__Text shown__
⟨
Again, I shall speak about a number of issues that relate to the bigger principles and can perhaps be considered as a warm-up for the next devolution Bill, which must surely come within a couple of years, as I said in my earlier contribution, to knock the edges off this pioneering Bill, which brings serious devolution to England for the first time in my political lifetime. I tabled a number of amendments and I shall speak first to amendment 2, which is about a constitutional convention.
The work that I have been doing on a constitutional convention, which is the policy of my party and others, becomes ever more pertinent. We do not want to do parts of the jigsaw, but never see the bigger picture. Unless we step back and have a constitutional convention, we will not see how voting systems interlock with the role of a second Chamber, with the nations within the Union, and with the role of independent and devolved local government as the agents of devolution in England.
This is an important Bill providing one part of that jigsaw, but at some point in the next five years we need a mechanism to allow us—hopefully, all parties—to get together, take a pace back and ask, “Where does this leave us? Where does it leave the Union? Where does it leave our democracy?”
⟩
__Information given__
⟨
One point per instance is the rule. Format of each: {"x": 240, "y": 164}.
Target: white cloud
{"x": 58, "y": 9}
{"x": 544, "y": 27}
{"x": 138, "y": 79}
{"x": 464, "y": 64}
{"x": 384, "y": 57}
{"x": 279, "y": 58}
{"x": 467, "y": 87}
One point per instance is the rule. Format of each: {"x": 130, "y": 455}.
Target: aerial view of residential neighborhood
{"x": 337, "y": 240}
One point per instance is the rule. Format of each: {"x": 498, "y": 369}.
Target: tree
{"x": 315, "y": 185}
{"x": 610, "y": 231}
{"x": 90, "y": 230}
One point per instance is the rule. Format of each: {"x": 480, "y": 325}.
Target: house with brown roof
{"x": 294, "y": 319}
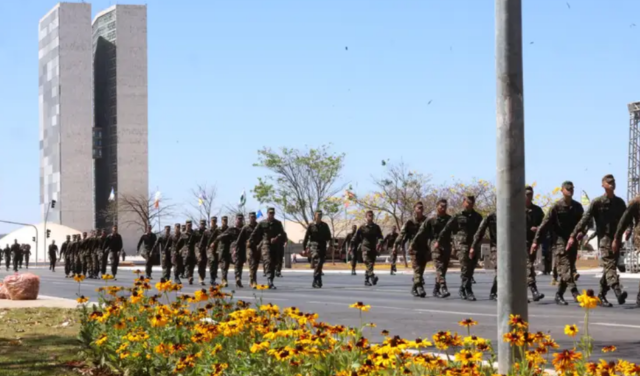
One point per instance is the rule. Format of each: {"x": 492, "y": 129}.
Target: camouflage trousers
{"x": 254, "y": 262}
{"x": 148, "y": 262}
{"x": 201, "y": 261}
{"x": 369, "y": 258}
{"x": 239, "y": 259}
{"x": 419, "y": 262}
{"x": 213, "y": 261}
{"x": 441, "y": 257}
{"x": 610, "y": 278}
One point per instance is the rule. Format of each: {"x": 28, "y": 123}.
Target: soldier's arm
{"x": 479, "y": 235}
{"x": 586, "y": 219}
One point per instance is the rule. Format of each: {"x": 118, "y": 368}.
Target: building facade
{"x": 93, "y": 115}
{"x": 66, "y": 115}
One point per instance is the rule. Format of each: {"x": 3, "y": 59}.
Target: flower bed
{"x": 145, "y": 330}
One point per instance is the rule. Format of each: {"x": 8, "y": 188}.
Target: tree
{"x": 138, "y": 211}
{"x": 202, "y": 202}
{"x": 395, "y": 194}
{"x": 300, "y": 181}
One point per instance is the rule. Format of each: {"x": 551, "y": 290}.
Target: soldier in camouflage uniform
{"x": 463, "y": 226}
{"x": 147, "y": 240}
{"x": 369, "y": 236}
{"x": 201, "y": 248}
{"x": 269, "y": 234}
{"x": 534, "y": 217}
{"x": 178, "y": 242}
{"x": 560, "y": 221}
{"x": 421, "y": 254}
{"x": 253, "y": 252}
{"x": 388, "y": 243}
{"x": 607, "y": 211}
{"x": 163, "y": 248}
{"x": 316, "y": 240}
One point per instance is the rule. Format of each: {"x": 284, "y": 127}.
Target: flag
{"x": 243, "y": 198}
{"x": 585, "y": 199}
{"x": 156, "y": 201}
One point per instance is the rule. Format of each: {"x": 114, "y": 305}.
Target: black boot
{"x": 603, "y": 299}
{"x": 444, "y": 292}
{"x": 560, "y": 299}
{"x": 537, "y": 296}
{"x": 621, "y": 295}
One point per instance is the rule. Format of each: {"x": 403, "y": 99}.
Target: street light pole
{"x": 512, "y": 286}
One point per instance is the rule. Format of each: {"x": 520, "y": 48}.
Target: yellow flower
{"x": 361, "y": 306}
{"x": 588, "y": 300}
{"x": 571, "y": 330}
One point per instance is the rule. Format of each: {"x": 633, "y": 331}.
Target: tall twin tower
{"x": 93, "y": 114}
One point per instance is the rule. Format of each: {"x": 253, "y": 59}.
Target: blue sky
{"x": 228, "y": 77}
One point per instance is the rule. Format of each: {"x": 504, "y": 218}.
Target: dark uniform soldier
{"x": 162, "y": 246}
{"x": 269, "y": 234}
{"x": 222, "y": 244}
{"x": 239, "y": 251}
{"x": 347, "y": 248}
{"x": 201, "y": 248}
{"x": 114, "y": 246}
{"x": 389, "y": 242}
{"x": 420, "y": 255}
{"x": 316, "y": 239}
{"x": 369, "y": 236}
{"x": 534, "y": 217}
{"x": 560, "y": 221}
{"x": 607, "y": 211}
{"x": 7, "y": 256}
{"x": 64, "y": 253}
{"x": 177, "y": 243}
{"x": 490, "y": 223}
{"x": 463, "y": 226}
{"x": 53, "y": 255}
{"x": 147, "y": 240}
{"x": 16, "y": 253}
{"x": 253, "y": 252}
{"x": 212, "y": 251}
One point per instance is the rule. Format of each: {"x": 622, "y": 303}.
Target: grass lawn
{"x": 38, "y": 341}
⟩
__Given instruction 1__
Could you condense the paragraph of the speech beginning "The work that I have been doing" into a short bulleted list that keeps its main points?
__Given instruction 2__
Extract the passage of the speech from "The work that" to "devolution in England.", word for word.
Answer from the speech alone, not from the data.

__Written response 1__
- A constitutional convention is the policy of the speaker's party and others, and the speaker's work on it grows ever more pertinent.
- Doing parts of the jigsaw without seeing the bigger picture should be avoided.
- Without stepping back for a convention, it will not be clear how voting systems interlock with:
  - the role of a second Chamber
  - the nations within the Union
  - independent and devolved local government as the agents of devolution in England

__Written response 2__
The work that I have been doing on a constitutional convention, which is the policy of my party and others, becomes ever more pertinent. We do not want to do parts of the jigsaw, but never see the bigger picture. Unless we step back and have a constitutional convention, we will not see how voting systems interlock with the role of a second Chamber, with the nations within the Union, and with the role of independent and devolved local government as the agents of devolution in England.